___ PASSAGE FOR REVIEW ___
Visitors

Ani Liu

Ani Liu is an artist and speculative technologist working at the intersection of art and science. Trained at MIT Media Lab, she creates research-based art that explores the social, cultural, & emotional implications of emerging technologies. Seeking to link technological innovation with emotional tangibility, her work has ranged from prosthetics to architecture, augmented reality to synthetic biology.  

Ani’s work has been presented at the Boston Museum of Fine Arts, the Asian Art Museum, MIT Museum, MIT Media Lab, Wiesner Gallery, Harvard University, and media channels such as VICE, Gizmodo, TED, FOX and WIRED.  She taught at the Harvard Graduate School of Design, and has served on numerous design panels at esteemed institutions including Dartmouth College, MIT, University of Pennsylvania and Harvard University.  She is on the committee of Art Scholars at MIT. Ani continually seeks to discover the unexpected, through playful experimentation, intuition, and speculative storytelling.  Her studio is based in New York City.
___ STUDY MATERIAL ___
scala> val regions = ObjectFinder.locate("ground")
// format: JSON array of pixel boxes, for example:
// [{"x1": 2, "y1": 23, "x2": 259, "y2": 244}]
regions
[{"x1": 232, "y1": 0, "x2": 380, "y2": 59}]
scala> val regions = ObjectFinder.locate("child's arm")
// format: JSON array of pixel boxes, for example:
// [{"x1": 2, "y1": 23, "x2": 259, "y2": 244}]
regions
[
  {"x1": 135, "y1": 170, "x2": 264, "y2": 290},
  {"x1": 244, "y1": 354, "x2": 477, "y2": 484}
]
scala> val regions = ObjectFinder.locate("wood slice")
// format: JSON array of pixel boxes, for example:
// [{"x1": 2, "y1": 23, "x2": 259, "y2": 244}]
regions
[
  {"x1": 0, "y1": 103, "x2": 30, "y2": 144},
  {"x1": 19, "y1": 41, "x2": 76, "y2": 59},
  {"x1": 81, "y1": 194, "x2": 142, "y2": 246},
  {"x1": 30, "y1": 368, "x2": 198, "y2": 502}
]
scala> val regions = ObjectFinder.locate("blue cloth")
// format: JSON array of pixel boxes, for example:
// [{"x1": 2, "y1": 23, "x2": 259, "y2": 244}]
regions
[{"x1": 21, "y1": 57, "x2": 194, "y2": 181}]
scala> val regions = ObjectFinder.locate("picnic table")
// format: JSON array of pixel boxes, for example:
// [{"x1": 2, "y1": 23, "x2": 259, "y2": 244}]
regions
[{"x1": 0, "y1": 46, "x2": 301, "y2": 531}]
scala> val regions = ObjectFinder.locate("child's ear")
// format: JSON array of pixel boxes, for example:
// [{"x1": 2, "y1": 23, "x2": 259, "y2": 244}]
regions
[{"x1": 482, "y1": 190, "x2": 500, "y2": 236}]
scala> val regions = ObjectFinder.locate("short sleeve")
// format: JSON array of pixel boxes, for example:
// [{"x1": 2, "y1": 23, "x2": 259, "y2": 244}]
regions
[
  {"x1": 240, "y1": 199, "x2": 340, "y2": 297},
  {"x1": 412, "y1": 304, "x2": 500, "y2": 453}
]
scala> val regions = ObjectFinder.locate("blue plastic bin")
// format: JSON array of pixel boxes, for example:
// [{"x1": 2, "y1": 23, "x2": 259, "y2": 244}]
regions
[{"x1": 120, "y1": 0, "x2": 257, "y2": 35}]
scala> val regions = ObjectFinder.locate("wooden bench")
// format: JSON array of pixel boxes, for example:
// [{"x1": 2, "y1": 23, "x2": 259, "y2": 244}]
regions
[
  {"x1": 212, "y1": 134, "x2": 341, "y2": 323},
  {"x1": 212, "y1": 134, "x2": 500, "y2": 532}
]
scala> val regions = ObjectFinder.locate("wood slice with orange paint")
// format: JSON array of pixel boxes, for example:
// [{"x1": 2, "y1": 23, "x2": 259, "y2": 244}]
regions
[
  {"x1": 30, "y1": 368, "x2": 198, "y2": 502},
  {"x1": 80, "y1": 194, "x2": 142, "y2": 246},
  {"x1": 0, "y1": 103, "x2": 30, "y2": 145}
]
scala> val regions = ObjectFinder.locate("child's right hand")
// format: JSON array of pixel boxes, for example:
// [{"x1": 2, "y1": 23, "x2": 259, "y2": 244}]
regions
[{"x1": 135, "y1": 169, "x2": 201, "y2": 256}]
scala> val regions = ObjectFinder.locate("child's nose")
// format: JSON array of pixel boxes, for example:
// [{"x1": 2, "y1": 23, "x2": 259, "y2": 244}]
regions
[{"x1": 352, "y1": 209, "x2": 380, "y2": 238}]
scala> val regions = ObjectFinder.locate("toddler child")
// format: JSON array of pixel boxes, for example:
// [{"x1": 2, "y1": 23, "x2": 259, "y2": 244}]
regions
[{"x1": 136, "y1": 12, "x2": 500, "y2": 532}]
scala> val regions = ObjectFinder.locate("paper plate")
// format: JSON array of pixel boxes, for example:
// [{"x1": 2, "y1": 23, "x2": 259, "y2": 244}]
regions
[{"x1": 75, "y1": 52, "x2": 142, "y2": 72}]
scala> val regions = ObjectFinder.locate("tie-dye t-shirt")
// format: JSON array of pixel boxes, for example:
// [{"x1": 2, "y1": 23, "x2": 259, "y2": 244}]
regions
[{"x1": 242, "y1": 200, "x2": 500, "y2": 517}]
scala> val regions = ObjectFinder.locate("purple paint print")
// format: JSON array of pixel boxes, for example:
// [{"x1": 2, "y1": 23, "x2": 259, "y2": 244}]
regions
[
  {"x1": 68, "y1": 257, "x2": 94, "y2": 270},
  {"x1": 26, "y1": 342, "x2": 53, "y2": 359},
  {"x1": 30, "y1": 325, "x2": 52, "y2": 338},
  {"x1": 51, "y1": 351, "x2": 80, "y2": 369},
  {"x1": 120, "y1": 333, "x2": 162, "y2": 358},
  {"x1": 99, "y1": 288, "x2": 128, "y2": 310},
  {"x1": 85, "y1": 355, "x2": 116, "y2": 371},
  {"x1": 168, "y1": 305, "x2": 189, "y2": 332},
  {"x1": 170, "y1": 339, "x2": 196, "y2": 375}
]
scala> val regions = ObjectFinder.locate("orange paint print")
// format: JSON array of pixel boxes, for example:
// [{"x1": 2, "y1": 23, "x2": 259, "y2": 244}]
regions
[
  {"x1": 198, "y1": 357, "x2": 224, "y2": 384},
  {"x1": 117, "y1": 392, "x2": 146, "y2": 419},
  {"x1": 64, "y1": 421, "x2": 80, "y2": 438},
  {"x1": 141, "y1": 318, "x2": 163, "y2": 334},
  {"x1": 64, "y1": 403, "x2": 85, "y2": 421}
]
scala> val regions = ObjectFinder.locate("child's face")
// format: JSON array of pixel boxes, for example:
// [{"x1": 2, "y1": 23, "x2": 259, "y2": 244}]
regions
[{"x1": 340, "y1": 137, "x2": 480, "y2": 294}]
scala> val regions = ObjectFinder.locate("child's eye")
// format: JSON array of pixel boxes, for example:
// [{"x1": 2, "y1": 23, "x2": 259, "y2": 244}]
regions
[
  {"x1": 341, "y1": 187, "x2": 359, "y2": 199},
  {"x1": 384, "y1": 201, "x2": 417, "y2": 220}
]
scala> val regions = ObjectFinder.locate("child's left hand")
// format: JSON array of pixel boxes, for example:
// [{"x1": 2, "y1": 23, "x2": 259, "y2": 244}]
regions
___
#### QUESTIONS ON THE MATERIAL:
1. In the Ani Liu biography, condense the paragraph beginning "Ani Liu is an artist and speculative technologist" into two shorter sentences that keep its main facts.
2. Write what follows the last sentence of the Ani Liu biography.

#### RESPONSES TO THE TASKS:
1. Ani Liu is an MIT Media Lab–trained artist and speculative technologist whose research-based work, at the intersection of art and science, explores the social, cultural, and emotional implications of emerging technologies. To link technological innovation with emotional tangibility, she has worked across prosthetics, architecture, augmented reality, and synthetic biology.

2.
Artist statement:  The subjectivities of humans have long been influenced by scientific and technological breakthroughs.  Some scientific revolutions, such as Copernicus’ model, which shifted the center of the universe from the Earth to the Sun had religious implications.  Other breakthroughs, such as that of synthetic biology, raise philosophical and existential questions on what life is.  With every technology and scientific development, our plastic subjectivity goes through modifications and expansions.  As an artist, I live in this plasticity, exploring the impact of technology on culture and identity.  Imbuing scientific processes with storytelling, narrative, and emotional expression, my work explores themes of the subconscious, longing, nostalgia, and memory– exploring in this technologically mediated age, what does it mean to be human?